## Try it
Whenever the word "tree" shows up in a line of the data, copy that line.

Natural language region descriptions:
********************
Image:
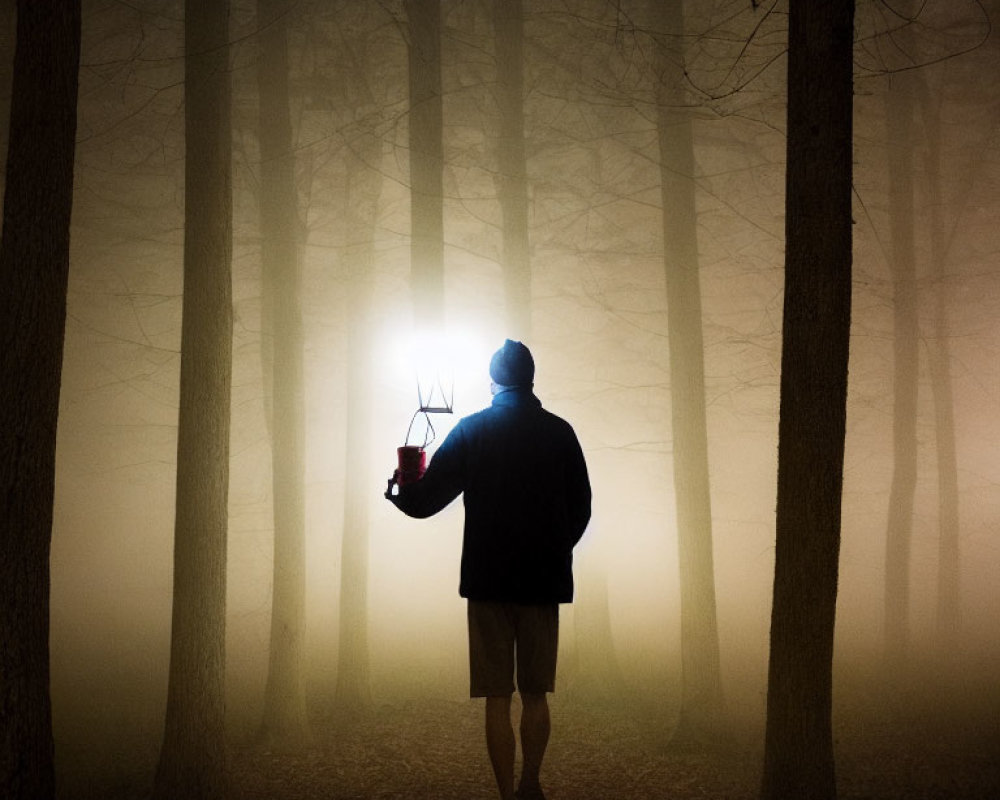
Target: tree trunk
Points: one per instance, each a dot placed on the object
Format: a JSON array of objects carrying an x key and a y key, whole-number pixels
[
  {"x": 353, "y": 692},
  {"x": 597, "y": 670},
  {"x": 798, "y": 740},
  {"x": 899, "y": 134},
  {"x": 192, "y": 759},
  {"x": 34, "y": 269},
  {"x": 8, "y": 36},
  {"x": 702, "y": 707},
  {"x": 949, "y": 605},
  {"x": 426, "y": 161},
  {"x": 284, "y": 720},
  {"x": 512, "y": 180}
]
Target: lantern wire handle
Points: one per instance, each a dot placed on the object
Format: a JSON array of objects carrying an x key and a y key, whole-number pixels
[{"x": 429, "y": 433}]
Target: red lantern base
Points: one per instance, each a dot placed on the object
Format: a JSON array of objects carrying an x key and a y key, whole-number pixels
[{"x": 412, "y": 463}]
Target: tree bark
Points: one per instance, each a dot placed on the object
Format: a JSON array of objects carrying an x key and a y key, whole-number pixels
[
  {"x": 426, "y": 161},
  {"x": 702, "y": 706},
  {"x": 899, "y": 134},
  {"x": 192, "y": 759},
  {"x": 949, "y": 604},
  {"x": 284, "y": 721},
  {"x": 8, "y": 37},
  {"x": 798, "y": 740},
  {"x": 512, "y": 180},
  {"x": 34, "y": 270},
  {"x": 353, "y": 692}
]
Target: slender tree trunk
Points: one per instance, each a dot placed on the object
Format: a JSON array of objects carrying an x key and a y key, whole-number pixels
[
  {"x": 34, "y": 270},
  {"x": 798, "y": 740},
  {"x": 598, "y": 670},
  {"x": 353, "y": 692},
  {"x": 284, "y": 721},
  {"x": 8, "y": 36},
  {"x": 512, "y": 180},
  {"x": 426, "y": 160},
  {"x": 192, "y": 759},
  {"x": 899, "y": 134},
  {"x": 949, "y": 606},
  {"x": 701, "y": 684}
]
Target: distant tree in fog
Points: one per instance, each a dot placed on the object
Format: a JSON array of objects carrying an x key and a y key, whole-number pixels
[
  {"x": 34, "y": 268},
  {"x": 949, "y": 606},
  {"x": 906, "y": 334},
  {"x": 284, "y": 721},
  {"x": 361, "y": 191},
  {"x": 702, "y": 705},
  {"x": 192, "y": 758},
  {"x": 426, "y": 160},
  {"x": 798, "y": 741},
  {"x": 512, "y": 173}
]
********************
## Answer to this task
Target: tree trunk
Target: tree bark
Target: slender tree trunk
Target: distant tree in fog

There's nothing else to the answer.